* [How to complete this task] What lines of the data below hold "door"? Show them.

[Point-per-instance localization data]
►

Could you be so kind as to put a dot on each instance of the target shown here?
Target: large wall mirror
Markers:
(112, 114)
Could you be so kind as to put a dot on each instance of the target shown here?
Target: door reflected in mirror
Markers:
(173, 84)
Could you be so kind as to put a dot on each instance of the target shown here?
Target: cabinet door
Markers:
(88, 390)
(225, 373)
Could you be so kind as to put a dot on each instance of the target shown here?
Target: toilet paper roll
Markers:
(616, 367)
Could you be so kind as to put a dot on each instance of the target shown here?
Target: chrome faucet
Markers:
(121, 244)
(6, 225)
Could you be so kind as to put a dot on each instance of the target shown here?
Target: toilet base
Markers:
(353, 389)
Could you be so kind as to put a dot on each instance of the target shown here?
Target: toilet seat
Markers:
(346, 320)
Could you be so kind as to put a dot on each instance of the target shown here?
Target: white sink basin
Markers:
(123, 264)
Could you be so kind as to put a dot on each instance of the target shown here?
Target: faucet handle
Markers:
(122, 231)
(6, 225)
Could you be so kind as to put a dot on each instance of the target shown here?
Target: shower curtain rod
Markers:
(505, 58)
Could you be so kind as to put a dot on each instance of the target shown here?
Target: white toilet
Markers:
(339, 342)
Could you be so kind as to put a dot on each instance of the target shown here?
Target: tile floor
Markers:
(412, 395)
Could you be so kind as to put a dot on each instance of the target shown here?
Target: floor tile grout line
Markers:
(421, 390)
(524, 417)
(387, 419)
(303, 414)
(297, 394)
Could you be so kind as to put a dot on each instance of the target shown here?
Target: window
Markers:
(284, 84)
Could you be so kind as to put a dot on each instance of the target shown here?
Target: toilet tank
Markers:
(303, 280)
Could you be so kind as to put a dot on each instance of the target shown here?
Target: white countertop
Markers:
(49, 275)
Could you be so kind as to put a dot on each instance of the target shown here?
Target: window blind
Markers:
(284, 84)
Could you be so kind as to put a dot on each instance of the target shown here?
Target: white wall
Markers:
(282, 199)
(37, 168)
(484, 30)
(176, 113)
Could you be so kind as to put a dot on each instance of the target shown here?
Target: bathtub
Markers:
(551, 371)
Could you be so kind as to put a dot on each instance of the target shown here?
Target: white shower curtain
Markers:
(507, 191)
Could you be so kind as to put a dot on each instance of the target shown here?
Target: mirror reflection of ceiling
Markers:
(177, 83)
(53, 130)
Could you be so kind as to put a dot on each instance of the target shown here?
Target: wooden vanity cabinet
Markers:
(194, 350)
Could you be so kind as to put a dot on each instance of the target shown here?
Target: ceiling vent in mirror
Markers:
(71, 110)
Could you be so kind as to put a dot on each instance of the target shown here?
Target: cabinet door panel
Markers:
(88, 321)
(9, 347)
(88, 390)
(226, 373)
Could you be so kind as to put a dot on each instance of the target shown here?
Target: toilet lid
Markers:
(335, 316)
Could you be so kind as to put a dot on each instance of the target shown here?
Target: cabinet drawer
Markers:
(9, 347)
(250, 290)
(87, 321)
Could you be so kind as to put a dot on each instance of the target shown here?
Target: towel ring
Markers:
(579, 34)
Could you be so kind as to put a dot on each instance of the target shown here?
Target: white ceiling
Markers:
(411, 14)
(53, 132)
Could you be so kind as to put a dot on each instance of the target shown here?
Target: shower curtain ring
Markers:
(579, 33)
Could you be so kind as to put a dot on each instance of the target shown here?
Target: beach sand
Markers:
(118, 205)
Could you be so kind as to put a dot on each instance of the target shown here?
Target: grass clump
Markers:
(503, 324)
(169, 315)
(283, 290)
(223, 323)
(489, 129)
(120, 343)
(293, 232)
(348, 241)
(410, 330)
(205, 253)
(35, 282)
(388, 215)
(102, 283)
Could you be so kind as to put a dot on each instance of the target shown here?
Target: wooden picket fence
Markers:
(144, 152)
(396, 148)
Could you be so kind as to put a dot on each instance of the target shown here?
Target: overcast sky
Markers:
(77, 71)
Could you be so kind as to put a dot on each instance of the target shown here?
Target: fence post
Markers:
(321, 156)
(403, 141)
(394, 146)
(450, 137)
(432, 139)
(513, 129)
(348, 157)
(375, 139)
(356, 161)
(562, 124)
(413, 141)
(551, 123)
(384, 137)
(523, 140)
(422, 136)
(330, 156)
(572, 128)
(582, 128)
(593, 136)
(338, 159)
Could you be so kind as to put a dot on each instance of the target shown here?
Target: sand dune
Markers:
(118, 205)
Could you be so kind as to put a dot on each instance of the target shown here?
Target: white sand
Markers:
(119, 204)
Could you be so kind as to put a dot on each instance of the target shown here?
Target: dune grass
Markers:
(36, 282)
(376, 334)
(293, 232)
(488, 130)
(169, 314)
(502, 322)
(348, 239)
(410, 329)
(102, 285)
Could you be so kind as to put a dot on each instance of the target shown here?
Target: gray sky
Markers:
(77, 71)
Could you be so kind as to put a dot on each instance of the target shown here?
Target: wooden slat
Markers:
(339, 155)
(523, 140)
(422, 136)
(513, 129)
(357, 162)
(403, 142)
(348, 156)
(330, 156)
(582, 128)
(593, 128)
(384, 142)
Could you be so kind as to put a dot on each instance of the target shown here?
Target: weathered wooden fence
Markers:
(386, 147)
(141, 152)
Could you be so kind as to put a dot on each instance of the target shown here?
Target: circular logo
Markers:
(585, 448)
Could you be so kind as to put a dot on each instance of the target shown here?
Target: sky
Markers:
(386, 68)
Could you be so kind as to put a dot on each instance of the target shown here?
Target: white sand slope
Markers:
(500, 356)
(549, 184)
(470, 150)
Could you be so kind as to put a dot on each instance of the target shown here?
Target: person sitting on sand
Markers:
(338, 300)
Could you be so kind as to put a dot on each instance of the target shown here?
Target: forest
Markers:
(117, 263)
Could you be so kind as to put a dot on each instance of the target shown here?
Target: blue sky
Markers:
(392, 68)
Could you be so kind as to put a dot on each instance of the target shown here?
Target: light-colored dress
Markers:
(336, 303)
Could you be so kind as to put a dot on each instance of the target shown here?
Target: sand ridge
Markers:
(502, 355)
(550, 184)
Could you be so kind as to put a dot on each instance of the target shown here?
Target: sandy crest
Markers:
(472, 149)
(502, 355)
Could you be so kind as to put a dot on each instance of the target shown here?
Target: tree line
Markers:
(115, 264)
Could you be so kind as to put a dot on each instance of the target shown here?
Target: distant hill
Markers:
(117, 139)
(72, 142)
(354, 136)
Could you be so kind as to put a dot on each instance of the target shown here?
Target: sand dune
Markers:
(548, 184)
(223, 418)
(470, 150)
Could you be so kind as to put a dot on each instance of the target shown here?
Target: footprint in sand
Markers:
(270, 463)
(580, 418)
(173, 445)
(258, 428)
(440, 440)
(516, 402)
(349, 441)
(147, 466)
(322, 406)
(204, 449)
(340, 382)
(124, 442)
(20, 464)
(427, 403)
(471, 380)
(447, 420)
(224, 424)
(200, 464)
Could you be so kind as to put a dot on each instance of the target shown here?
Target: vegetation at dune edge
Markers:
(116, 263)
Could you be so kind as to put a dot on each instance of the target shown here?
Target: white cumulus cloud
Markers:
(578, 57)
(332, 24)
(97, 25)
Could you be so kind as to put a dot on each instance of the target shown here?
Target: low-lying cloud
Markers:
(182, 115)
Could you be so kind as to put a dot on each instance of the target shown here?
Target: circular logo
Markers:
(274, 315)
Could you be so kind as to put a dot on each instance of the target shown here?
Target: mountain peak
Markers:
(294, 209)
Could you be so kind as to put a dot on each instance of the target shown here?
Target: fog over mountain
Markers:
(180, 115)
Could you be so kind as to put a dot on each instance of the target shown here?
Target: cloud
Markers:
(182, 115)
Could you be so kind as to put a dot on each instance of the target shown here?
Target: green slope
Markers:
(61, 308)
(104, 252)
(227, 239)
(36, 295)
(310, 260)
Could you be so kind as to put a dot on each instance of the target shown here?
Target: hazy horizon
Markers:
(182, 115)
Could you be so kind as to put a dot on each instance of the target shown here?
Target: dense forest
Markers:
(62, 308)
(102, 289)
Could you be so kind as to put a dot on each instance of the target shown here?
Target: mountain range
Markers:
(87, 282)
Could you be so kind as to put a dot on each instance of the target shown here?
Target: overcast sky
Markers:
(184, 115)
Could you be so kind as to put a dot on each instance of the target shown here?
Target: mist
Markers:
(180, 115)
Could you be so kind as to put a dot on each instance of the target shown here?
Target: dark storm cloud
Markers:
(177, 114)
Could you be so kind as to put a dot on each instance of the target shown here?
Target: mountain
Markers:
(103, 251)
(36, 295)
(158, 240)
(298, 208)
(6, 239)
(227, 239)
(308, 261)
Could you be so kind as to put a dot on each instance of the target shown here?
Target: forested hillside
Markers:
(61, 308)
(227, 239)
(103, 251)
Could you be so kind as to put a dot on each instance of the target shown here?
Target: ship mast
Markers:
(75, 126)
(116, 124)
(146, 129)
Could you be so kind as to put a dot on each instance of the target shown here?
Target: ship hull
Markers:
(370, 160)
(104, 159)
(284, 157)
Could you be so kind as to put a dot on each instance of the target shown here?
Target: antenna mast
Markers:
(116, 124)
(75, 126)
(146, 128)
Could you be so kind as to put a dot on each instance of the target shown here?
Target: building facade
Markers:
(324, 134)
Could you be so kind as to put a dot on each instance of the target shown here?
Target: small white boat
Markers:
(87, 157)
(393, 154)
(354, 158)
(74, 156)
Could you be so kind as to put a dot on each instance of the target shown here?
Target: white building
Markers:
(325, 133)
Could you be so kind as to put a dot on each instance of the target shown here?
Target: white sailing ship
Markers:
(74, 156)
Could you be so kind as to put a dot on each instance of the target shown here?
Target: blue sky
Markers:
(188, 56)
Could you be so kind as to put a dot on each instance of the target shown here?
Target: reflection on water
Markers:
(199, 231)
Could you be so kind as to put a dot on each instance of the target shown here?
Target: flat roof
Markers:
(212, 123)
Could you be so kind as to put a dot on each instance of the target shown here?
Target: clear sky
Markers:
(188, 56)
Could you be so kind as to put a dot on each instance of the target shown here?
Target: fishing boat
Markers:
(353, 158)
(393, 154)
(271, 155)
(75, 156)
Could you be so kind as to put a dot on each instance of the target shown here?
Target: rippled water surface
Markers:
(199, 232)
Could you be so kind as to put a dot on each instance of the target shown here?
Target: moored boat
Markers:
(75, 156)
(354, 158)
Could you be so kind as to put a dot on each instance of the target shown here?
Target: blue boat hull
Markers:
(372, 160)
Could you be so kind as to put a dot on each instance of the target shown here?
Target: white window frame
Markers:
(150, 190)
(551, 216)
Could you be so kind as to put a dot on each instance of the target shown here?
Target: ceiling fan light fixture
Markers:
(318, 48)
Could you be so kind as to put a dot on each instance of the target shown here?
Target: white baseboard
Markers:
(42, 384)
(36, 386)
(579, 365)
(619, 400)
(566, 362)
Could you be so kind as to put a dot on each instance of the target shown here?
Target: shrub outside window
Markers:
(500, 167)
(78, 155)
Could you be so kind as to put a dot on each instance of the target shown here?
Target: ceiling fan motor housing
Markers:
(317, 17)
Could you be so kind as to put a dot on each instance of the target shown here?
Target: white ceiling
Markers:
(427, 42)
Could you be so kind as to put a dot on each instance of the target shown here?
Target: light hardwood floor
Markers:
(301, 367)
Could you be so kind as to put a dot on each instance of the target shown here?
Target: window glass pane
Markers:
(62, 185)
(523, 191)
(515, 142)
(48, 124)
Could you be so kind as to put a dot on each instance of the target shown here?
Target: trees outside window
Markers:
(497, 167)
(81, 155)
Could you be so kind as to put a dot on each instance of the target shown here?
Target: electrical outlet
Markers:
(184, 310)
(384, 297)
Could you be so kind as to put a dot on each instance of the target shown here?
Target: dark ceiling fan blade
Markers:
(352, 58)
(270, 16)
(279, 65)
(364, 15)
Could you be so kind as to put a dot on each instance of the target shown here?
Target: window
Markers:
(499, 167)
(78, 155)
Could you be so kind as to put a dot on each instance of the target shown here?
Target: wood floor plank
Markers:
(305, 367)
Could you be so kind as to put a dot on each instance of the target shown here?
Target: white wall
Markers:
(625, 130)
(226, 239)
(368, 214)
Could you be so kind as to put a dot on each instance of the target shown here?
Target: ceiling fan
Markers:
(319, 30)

◄

* [Task answer]
Target: door reflected in mirror
Target: cabinet door
Target: cabinet door panel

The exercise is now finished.